===== Dataset

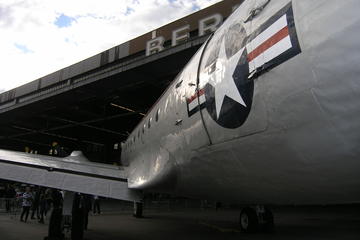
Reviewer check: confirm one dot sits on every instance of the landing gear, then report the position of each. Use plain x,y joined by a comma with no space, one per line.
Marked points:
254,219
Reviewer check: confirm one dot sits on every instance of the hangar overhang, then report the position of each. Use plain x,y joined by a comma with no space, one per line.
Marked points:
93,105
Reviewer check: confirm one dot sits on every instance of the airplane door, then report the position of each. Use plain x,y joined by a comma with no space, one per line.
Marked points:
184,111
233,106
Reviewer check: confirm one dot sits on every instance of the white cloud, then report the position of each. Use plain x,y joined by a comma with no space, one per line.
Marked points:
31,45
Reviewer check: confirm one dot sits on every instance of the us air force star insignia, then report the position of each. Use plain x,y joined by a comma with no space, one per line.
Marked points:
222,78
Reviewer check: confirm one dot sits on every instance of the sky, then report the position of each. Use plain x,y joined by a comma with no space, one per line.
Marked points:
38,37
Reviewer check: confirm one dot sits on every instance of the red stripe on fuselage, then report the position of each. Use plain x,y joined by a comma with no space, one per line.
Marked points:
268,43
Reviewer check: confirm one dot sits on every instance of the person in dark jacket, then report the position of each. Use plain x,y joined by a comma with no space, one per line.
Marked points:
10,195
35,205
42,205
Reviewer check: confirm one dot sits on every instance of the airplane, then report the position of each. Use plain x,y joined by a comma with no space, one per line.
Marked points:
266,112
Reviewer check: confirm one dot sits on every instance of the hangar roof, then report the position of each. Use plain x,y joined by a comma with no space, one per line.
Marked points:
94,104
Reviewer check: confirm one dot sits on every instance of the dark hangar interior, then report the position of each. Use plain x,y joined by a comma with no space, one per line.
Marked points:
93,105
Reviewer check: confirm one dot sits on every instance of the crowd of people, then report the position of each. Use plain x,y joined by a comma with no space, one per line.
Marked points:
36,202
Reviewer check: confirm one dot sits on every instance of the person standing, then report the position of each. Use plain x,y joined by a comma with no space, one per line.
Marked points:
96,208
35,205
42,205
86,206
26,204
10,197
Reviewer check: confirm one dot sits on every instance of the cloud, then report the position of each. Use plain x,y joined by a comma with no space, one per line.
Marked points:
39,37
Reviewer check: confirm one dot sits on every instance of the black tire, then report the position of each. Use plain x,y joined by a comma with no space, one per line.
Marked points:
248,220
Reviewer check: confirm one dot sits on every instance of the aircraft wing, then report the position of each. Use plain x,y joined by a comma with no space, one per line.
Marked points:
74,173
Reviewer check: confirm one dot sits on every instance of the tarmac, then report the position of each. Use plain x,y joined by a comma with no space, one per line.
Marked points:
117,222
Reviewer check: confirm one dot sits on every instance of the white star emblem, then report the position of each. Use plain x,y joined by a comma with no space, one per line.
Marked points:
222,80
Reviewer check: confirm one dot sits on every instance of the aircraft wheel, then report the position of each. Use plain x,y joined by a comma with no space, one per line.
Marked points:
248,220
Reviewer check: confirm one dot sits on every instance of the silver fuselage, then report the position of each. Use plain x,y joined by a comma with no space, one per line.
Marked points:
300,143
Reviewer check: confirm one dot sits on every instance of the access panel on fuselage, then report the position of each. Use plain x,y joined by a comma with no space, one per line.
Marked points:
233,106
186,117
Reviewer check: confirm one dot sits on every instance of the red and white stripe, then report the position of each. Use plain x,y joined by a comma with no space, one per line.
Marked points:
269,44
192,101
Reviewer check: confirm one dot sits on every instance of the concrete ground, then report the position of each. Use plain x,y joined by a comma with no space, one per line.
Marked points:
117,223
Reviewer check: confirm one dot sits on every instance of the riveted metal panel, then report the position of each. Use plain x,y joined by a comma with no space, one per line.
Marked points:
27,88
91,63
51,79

==========

◆ Assignment ◆
All entries must be written out again exactly as given, with no pictures in the copy.

◆ Worked solution ◆
Reviewer check: confirm one dot sits on every instance of the landing gear, then report the position of each. Use plain x,y joined by a comma with no space, one per line.
Marked points:
254,219
Reviewer check: confirm one dot sits on every instance of the hangar overhang, then report the position of each. Use plain x,y joined by a comma with no space, one per line.
Marked points:
93,105
Reviewer check: confirm one dot sits on every instance of the airplane door, then report the position of each. Use plain x,y joined by a comma with no space, one per line.
Marked points:
184,111
233,106
Reviewer check: confirm one dot sits on every instance of the white cloud, then report the position of each. Use plain x,y joined by a comma with no space, one per line.
Marked points:
31,45
Reviewer check: confirm one dot sits on every instance of the us air force star insignia, then report the position of each. Use plain x,y joined by a comma with no space, one per line.
Marked points:
222,78
Reviewer check: confirm one dot sits on every instance of the sky, then report the position of each. Use plain x,y joined by a comma with no space, one per line.
Marked points:
38,37
Reviewer check: confirm one dot sits on every instance of the red stripe on fuselage, then report the position of each. Use plain x,y joined by a comma with no space, one per line.
Marked points:
268,43
Reviewer check: confirm one dot sits on every instance of the person in dark jacket, then report the position of each. Use plain x,y joined by a comma with no space, one per line.
Marked points:
10,195
35,205
42,205
Reviewer check: confirm one dot sits on every instance of the airplane, then report the position of each. Use plain x,y joined by a comma with no space, one per line.
Marked points:
266,112
Reviewer check: confirm one dot sits on every instance of the hangar roof, then report the position of each. Use plain x,y joined by a comma with no space, one per line.
Marked points:
94,104
Reviewer check: confirm one dot sits on every instance of the dark hangar interior, then report the position of each. Use plain x,y joined by a comma with no space, one per line.
Marked points:
93,105
Reviewer check: confirm one dot sits on every instance of the crowd of people, then report the position of each. Use plain x,y joined by a comma with no space, one per line.
Marked points:
36,202
Reviewer check: confirm one dot sits on every instance of the person standing, then report the position of each. Use plain x,y joined by a comma with no space, one per line.
Marked points:
96,208
35,205
42,205
86,206
26,204
10,197
Reviewer check: confirm one dot sits on every instance of the cloud, then report the position of each. Use plain x,y joined by a comma with no space, one per line.
Marked points:
39,37
Reviewer check: confirm one dot sits on every instance of the black tire, then report the position of each. Use plain x,y joined by a comma with no space, one per line.
Marked points:
248,220
Reviewer check: confirm one dot sits on every instance of the aircraft wing, then report the position of each. Use plain x,y joined by a comma with no space, one per line.
Marked points:
74,173
Reviewer check: confirm one dot sits on every instance of the tarmac, then report the position of each. Use plain x,y joined by a comma with no space, one per line.
Marked points:
117,222
Reviewer check: confirm one dot sits on every instance of the white star emblem, then report the position of each. Use plain x,y joined by a comma with no space, one per line.
Marked points:
222,80
Reviewer check: confirm one dot sits on every instance of the aircraft wheel, then report the position of each. Use plain x,y joined by a comma with no space, one per line.
Marked points:
248,220
Reviewer check: confirm one dot sits on every instance of the silver fuselage, then report the position of each. Use plain x,y joined by a comma with no space, one per line.
Marked points:
300,143
Reviewer check: confirm one dot sits on every instance of the access panel on fuselage, then report the position of each. Use plain x,y joined by a comma with no space, one per line.
Marked points:
233,106
186,117
Reviewer check: confirm one dot sits on every instance of the red and white stripe, then report the position of each. Use plain x,y joined by a comma with no space, one per line.
Marked points:
269,44
192,101
Reviewer check: confirm one dot sits on every instance of the concrete ground, then report the position of each. Use plain x,y joined by a comma with no space, one per line.
Marked points:
117,223
Reviewer check: confirm one dot sits on every instance of the riveted metal panel, then report the position of each. Use plain x,y joined by a comma with no space, one per line.
Marked points:
27,88
91,63
51,79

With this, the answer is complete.